## Directives
a - Answer these from the currency commentary:
(i) What level did the pair break below?
(ii) Where did the President of the European Central Bank give his testimony?
(iii) Who is expected to beat Marine Le-Pen in the second round?
b - Reproduce the currency commentary between "1. US dollar" and "hurting the euro.", inclusive.

## Text excerpt
Earlier, the pair broke below the veteran 1.0710  level which worked perfectly well as a cushion yesterday. Further support awaits at 1.0520 and 1.0460.  Previous support lines turn into resistance.

Why is this happening? Here are five reasons for the downfall:

  1. US dollar strength: The Donald does not talk about the US dollar, and this is a good-enough reason for the US dollar to recover, at least against some currencies. Last week,  President Trump and his economic advisor Navarro were bashing other countries, including Germany, for devaluing their currencies. The lack of desire for a weaker dollar allows for a recovery.
  2. Dovish Draghi:  The President of the European Central Bank  stuck to his dovish self in his testimony in the European Parliament. While markets had already anticipated this, his words continued hurting the euro.
  3. French worries: In France, far-right candidate Marine Le-Pen  inaugurated her campaign with a call for a referendum on “Frexit,” a French exit of the euro. It is hard to imagine the single currency without the second-largest economy and one of the cores of the core countries. She is leading the polls in the first round but is expected to be beaten in the second round by Emmanuel Macron.

## Supplied information
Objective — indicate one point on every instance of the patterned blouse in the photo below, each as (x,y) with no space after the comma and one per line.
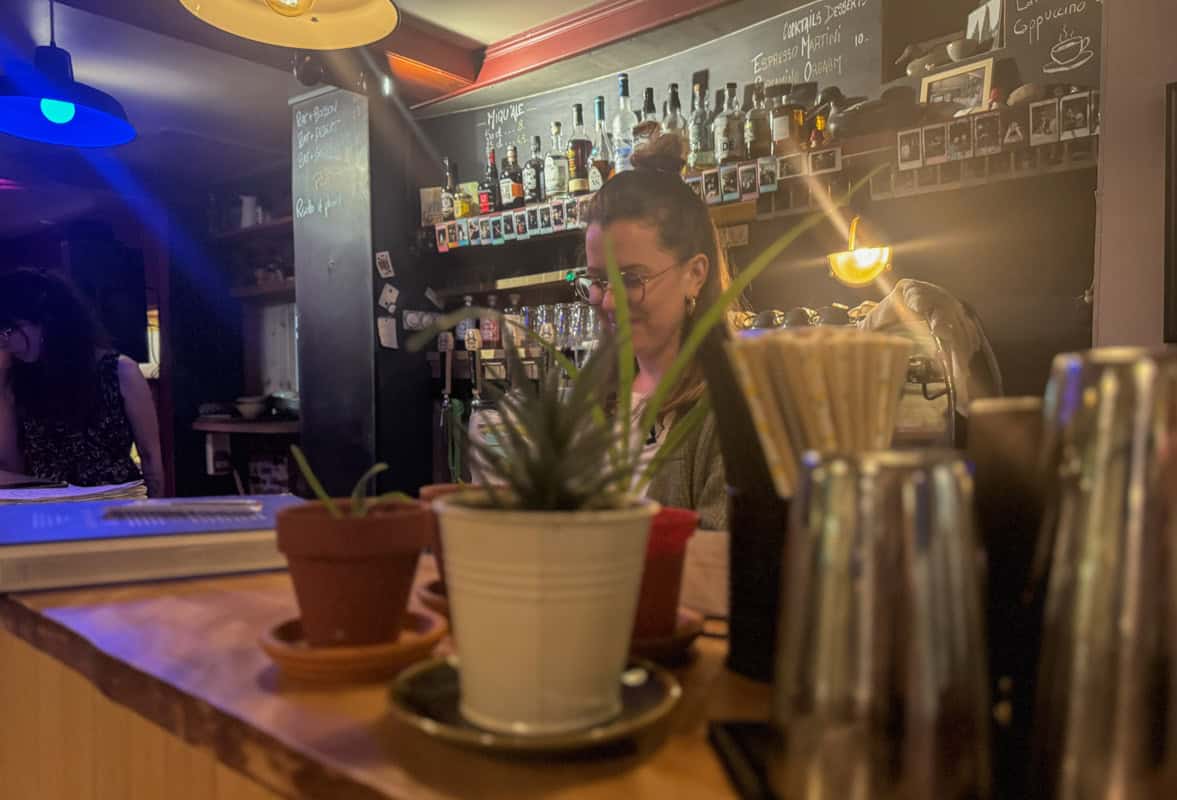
(94,452)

## Outputs
a -
(i) 1.0710
(ii) In the European Parliament
(iii) Emmanuel Macron

b -
1. US dollar strength: The Donald does not talk about the US dollar, and this is a good-enough reason for the US dollar to recover, at least against some currencies. Last week,  President Trump and his economic advisor Navarro were bashing other countries, including Germany, for devaluing their currencies. The lack of desire for a weaker dollar allows for a recovery.
  2. Dovish Draghi:  The President of the European Central Bank  stuck to his dovish self in his testimony in the European Parliament. While markets had already anticipated this, his words continued hurting the euro.